* Begin Supplied data *
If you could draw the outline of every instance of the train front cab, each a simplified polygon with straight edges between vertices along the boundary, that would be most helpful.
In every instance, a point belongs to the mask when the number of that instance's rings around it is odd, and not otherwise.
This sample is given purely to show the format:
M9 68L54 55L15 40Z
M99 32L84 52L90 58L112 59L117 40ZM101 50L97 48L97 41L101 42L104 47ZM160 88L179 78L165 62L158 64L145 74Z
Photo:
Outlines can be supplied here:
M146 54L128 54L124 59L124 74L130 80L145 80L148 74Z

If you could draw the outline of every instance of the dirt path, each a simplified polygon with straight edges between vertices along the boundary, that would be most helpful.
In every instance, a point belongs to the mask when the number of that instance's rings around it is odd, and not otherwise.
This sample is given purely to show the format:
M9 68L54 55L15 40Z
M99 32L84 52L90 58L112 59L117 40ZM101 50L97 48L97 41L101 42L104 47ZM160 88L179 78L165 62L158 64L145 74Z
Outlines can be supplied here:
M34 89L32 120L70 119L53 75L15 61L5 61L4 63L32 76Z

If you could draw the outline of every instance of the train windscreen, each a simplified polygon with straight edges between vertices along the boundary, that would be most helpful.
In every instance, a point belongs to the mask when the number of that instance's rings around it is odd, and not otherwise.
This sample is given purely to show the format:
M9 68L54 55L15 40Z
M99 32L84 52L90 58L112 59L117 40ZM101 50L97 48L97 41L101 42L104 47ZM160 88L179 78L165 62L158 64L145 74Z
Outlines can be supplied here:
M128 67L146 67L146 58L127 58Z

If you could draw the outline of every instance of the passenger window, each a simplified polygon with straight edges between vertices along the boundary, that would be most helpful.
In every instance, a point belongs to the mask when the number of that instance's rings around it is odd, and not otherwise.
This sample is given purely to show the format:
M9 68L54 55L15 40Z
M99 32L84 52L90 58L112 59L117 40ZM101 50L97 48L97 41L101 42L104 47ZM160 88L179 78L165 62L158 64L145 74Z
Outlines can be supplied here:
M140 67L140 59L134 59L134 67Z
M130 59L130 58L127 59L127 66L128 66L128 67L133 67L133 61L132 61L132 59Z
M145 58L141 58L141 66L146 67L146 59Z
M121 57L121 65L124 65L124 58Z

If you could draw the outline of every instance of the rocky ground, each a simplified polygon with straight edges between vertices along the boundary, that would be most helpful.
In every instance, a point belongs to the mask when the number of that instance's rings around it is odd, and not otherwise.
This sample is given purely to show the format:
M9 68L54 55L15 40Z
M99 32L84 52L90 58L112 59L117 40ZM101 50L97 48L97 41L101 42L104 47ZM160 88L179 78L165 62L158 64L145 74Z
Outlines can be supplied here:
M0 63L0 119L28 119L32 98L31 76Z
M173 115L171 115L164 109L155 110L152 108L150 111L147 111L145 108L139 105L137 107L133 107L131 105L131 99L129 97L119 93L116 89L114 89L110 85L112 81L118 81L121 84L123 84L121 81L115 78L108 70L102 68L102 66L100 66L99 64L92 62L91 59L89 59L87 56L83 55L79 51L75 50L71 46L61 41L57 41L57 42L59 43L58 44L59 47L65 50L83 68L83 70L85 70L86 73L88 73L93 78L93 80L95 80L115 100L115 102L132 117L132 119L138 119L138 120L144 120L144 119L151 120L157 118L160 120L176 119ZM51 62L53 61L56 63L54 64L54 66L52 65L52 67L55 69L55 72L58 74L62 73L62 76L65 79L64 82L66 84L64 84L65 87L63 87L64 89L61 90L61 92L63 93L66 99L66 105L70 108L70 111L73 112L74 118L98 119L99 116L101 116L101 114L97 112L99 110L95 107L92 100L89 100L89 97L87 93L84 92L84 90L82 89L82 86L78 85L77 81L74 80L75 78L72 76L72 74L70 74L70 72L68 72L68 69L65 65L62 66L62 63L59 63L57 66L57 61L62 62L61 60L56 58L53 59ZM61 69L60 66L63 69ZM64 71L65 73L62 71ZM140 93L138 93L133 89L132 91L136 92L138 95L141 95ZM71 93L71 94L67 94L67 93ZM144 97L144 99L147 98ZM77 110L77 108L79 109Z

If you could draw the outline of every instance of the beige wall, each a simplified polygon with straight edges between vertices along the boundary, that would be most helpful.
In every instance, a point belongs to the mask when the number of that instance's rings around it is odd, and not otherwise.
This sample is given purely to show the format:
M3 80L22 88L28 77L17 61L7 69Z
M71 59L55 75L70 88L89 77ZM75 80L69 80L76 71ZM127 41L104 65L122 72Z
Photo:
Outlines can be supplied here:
* End Supplied data *
* Begin Supplied data *
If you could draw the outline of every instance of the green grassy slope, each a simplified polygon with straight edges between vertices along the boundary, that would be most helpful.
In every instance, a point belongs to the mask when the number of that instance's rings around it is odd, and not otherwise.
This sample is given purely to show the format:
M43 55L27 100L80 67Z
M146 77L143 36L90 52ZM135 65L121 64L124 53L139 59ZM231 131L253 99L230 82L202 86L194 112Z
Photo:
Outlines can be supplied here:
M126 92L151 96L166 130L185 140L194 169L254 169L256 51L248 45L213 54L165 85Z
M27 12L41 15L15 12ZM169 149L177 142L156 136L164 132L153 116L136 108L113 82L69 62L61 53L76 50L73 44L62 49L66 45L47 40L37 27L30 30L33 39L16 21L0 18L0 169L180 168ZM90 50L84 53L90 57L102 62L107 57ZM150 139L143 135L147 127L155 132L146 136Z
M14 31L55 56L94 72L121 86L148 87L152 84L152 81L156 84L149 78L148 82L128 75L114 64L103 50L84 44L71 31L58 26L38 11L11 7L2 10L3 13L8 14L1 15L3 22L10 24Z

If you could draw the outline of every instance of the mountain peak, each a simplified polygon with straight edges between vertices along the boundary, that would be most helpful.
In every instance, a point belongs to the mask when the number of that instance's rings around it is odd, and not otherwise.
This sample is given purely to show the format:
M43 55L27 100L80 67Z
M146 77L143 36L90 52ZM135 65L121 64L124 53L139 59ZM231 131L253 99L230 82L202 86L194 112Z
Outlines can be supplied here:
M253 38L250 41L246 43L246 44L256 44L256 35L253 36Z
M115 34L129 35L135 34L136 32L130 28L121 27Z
* End Supplied data *
**Your goal**: Recast everything in the listing from the line containing "of the mountain" down to the line containing "M115 34L129 35L135 34L136 32L130 28L121 27Z" as a JSON list of strings, one string per line and leaving out blank lines.

**Task output**:
[
  "If you could draw the outline of every instance of the mountain peak, each a simplified polygon with straight edges between vertices along the boundary, that would be most helpful.",
  "In every instance, a point belongs to the mask when the number of that instance's rings around it is odd, and not otherwise.",
  "This sample is given purely to show the format:",
  "M43 55L27 100L80 67Z",
  "M146 77L143 36L90 52ZM135 65L121 64L124 53L139 59ZM231 131L253 99L230 82L202 86L194 112Z",
  "Outlines can be supplied here:",
  "M253 38L250 41L246 43L246 44L256 44L256 35L253 36Z",
  "M115 34L129 35L135 34L136 32L130 28L121 27Z"
]